- Aim of the exercise
Copy out the lines of the listing below word for word, from the line with "Could you please locate the windscreen" through the line with "147, 266, 159, 279", including both of those lines.

- Supplied records
* * *
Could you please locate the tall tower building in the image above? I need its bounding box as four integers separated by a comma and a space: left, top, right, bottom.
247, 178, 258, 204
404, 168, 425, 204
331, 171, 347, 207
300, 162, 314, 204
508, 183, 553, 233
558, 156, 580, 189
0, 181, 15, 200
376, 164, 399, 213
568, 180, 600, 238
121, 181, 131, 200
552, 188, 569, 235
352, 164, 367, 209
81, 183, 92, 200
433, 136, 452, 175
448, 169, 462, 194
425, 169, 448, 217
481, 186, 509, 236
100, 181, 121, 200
* * *
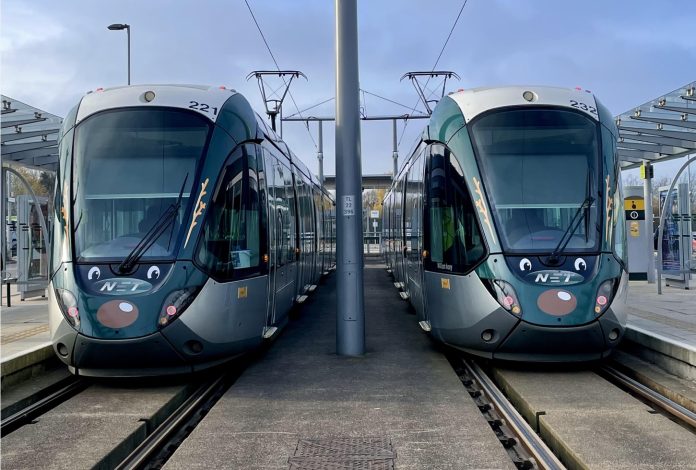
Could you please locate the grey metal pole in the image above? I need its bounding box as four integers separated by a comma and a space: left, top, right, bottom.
* * *
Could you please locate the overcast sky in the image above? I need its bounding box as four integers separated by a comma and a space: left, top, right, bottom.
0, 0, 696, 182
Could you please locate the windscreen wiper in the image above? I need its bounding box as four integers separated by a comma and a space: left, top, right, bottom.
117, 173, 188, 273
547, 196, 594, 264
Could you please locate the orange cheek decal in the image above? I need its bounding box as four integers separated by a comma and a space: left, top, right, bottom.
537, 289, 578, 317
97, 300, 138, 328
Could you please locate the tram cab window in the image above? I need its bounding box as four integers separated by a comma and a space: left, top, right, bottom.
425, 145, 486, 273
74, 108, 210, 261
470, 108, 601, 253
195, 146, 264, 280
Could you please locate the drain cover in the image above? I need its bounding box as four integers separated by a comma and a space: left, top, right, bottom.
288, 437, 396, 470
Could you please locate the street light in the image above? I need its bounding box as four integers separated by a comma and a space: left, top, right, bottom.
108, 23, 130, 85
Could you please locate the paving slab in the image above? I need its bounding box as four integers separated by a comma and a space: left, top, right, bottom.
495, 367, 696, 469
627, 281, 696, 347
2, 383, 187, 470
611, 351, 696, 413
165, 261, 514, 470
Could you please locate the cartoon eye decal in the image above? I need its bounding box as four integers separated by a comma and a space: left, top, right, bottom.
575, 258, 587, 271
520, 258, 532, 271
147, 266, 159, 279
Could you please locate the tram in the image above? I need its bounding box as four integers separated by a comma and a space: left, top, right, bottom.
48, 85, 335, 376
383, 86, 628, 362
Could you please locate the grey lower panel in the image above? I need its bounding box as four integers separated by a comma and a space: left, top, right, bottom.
* * *
- Solved exercise
Could you please locate the windscreen wiper in the image above? I need its bounding box as four integers separated by a comma and a space: left, top, right, bottom.
117, 173, 188, 273
547, 196, 594, 264
Could you please locate the orange cheek decal in the image above? I need its bounding box as four integers separated by a comma and a space: left, top, right, bottom.
537, 289, 578, 317
97, 300, 138, 328
Could you please locate the tram cab window in the image above? I need its bounding box as four integers separated by a comma and a space: left, top, right, bottom.
425, 145, 486, 273
74, 108, 210, 261
470, 108, 601, 253
195, 146, 264, 280
Could you please locate the drain cover in the image above? I need its bounding box as four integers separated by a comma and a space: left, top, right, bottom.
288, 437, 396, 470
Could you please locate the street light in the image above? I need its bounding box as four integers separated by a comma and a space: left, top, right, bottom.
108, 23, 130, 85
Could you please locate the paving slab in the image above? I need its bounding box as four integers separated by a comma and a space: left, top, right, bottom.
495, 367, 696, 469
627, 281, 696, 347
2, 383, 187, 470
611, 351, 696, 413
165, 261, 514, 470
Could you please locate the cartoon eye decal in the image above? I need its bounding box as four integers separated by a comma and a space: left, top, right, bottom.
575, 258, 587, 271
520, 258, 532, 271
147, 266, 159, 279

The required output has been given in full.